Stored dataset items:
=======

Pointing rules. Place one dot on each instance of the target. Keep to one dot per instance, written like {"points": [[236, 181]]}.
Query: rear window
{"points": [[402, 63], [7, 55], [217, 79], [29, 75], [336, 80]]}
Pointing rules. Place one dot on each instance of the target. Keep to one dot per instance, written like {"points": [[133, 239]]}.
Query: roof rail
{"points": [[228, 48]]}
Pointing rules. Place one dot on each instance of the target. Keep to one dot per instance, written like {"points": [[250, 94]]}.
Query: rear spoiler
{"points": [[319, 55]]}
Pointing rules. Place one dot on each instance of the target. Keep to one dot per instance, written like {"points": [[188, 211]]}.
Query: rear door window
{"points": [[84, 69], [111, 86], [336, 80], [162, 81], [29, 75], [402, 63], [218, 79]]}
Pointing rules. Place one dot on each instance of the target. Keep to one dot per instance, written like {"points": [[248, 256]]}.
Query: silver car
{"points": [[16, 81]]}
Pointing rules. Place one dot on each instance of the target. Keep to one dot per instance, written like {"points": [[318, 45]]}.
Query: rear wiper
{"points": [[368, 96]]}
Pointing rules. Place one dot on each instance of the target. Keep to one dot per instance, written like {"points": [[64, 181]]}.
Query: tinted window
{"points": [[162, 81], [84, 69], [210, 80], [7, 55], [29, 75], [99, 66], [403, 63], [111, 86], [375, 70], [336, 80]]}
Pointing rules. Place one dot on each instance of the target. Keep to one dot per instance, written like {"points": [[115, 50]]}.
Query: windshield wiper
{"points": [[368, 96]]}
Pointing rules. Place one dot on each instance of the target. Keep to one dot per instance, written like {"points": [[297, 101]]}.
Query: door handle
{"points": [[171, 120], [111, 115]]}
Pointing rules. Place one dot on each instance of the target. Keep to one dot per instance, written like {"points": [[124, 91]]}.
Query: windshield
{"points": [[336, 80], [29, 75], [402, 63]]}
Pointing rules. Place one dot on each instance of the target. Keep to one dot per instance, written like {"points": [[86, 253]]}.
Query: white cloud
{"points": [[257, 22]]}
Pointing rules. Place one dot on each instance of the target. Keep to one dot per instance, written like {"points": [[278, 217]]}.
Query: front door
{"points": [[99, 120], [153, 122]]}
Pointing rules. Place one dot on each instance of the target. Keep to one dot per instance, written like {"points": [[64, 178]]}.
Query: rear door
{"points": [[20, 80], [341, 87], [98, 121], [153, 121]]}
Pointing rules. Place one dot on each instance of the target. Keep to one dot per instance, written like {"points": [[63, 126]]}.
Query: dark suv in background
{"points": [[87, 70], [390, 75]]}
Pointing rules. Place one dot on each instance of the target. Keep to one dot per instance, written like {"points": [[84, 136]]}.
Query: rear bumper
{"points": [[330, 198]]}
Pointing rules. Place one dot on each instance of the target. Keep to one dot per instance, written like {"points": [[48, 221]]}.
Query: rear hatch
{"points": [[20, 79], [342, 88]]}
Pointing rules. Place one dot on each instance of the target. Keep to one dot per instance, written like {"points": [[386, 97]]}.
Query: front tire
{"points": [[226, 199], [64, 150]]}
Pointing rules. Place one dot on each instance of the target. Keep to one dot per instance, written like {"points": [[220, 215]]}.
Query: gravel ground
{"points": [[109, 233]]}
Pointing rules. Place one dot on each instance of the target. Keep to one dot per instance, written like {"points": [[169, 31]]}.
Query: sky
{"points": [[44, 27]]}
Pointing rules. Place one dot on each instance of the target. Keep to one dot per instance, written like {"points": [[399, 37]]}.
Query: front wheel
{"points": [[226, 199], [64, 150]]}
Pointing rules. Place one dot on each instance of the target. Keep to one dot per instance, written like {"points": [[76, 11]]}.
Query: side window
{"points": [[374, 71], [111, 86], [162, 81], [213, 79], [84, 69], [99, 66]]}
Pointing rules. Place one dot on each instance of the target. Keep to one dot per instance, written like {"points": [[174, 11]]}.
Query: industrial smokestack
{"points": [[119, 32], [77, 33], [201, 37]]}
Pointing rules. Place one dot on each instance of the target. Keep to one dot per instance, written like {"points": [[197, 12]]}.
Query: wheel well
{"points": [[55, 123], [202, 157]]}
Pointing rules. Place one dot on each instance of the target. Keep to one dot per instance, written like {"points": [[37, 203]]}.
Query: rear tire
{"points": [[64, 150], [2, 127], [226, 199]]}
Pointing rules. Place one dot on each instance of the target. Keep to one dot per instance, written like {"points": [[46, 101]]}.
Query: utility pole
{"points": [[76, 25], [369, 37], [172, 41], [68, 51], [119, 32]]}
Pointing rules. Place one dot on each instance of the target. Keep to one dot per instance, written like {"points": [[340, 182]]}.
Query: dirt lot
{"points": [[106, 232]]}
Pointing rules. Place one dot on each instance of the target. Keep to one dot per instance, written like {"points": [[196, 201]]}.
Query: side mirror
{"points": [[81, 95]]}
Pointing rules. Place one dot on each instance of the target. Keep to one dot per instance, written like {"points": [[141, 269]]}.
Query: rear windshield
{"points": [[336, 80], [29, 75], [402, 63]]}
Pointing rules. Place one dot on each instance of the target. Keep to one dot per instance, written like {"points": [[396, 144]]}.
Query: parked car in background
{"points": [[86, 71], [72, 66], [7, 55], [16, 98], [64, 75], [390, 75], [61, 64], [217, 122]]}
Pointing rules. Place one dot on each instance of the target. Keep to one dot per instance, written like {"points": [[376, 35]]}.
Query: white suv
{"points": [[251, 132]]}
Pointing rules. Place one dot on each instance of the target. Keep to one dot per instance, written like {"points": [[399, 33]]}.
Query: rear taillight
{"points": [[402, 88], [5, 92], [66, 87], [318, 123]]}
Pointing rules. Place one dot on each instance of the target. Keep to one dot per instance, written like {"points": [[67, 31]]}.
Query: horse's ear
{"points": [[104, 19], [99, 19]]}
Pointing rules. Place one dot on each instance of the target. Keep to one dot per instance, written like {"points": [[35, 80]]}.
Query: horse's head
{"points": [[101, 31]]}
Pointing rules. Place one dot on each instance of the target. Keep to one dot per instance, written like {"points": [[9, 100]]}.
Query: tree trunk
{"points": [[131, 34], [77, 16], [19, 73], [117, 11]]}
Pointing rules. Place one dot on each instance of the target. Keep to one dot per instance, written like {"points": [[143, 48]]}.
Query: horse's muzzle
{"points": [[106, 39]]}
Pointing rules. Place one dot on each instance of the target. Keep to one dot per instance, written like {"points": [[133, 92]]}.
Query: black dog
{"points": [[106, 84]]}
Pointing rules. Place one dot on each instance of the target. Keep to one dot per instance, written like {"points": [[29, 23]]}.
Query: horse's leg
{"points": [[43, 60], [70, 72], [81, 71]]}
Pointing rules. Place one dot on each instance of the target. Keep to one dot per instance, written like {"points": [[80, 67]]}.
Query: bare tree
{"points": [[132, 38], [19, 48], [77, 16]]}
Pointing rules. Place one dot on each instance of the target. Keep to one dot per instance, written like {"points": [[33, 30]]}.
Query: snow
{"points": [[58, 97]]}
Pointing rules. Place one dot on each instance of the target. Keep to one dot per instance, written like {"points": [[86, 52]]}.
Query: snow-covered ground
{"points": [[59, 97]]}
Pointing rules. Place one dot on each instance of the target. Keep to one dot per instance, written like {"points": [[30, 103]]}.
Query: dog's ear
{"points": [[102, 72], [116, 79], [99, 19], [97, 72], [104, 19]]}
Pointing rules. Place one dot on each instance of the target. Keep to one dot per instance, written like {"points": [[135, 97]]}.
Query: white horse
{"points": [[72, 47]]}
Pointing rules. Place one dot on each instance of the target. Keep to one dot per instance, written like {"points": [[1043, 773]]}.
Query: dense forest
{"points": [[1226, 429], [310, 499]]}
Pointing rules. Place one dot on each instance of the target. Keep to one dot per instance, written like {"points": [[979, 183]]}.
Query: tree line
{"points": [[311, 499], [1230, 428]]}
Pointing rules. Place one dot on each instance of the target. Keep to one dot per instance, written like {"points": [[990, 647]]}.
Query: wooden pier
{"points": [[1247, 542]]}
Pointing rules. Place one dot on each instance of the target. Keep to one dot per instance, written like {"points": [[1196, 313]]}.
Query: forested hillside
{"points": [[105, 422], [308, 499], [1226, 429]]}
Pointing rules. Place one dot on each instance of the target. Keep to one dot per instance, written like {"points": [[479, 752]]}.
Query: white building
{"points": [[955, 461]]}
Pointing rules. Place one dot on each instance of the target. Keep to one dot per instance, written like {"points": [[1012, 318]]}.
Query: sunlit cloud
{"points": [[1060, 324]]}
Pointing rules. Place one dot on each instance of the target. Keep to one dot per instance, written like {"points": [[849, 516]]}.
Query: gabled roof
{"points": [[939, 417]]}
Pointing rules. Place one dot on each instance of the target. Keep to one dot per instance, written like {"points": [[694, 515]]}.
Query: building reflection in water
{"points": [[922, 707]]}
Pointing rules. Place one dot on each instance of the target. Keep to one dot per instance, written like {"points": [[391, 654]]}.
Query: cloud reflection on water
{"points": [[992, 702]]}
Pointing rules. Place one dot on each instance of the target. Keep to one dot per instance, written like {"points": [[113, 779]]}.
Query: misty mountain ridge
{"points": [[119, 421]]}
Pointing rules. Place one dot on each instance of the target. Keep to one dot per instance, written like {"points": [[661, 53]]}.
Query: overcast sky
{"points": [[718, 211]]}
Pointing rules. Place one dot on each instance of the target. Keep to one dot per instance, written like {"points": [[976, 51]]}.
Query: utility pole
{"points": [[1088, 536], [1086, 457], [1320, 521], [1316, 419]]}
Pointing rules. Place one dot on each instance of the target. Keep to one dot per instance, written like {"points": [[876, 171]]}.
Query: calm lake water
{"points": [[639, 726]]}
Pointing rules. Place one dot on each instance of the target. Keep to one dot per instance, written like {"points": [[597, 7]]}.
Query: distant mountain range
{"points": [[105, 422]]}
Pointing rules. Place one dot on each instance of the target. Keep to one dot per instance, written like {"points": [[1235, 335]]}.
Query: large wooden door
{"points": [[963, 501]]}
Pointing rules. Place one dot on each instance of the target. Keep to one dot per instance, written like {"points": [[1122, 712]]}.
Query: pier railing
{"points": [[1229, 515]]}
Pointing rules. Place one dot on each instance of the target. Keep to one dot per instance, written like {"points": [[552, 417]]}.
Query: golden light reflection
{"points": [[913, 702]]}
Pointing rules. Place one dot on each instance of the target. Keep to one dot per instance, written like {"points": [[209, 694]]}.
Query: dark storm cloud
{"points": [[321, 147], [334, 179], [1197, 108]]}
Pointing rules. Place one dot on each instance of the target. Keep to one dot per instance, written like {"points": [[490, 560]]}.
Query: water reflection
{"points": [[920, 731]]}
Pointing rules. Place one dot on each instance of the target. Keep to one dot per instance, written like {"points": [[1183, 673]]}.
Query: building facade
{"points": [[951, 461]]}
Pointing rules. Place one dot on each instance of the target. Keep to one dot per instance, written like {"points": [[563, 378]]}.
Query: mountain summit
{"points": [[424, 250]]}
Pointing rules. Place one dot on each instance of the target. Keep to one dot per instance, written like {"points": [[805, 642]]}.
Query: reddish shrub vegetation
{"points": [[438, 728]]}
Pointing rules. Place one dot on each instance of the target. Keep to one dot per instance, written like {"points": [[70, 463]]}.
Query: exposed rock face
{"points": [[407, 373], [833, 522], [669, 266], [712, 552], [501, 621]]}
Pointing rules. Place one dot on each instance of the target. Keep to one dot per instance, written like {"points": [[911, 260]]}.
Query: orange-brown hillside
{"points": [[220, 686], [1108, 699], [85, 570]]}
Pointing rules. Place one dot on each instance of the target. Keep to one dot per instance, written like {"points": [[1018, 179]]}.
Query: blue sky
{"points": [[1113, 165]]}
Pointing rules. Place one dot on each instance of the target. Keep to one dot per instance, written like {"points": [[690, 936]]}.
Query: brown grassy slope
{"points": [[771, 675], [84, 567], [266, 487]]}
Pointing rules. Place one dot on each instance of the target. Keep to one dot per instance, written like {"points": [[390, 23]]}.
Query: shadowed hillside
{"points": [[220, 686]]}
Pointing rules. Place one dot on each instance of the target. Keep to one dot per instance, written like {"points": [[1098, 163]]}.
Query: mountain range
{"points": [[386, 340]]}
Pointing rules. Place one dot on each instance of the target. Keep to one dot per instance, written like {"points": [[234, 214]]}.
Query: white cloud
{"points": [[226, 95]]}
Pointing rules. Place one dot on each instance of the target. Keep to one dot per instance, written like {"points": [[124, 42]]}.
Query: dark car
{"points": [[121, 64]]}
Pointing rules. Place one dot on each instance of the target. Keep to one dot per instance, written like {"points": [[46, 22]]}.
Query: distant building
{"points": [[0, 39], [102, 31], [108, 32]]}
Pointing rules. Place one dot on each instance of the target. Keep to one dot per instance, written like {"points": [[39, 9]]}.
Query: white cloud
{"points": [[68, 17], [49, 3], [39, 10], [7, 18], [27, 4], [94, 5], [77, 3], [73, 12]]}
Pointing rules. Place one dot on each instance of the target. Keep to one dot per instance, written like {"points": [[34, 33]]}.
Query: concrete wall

=======

#### Task prompt
Extract each line above that contains the word "pier".

#### Full answer
Query: wooden pier
Query: pier railing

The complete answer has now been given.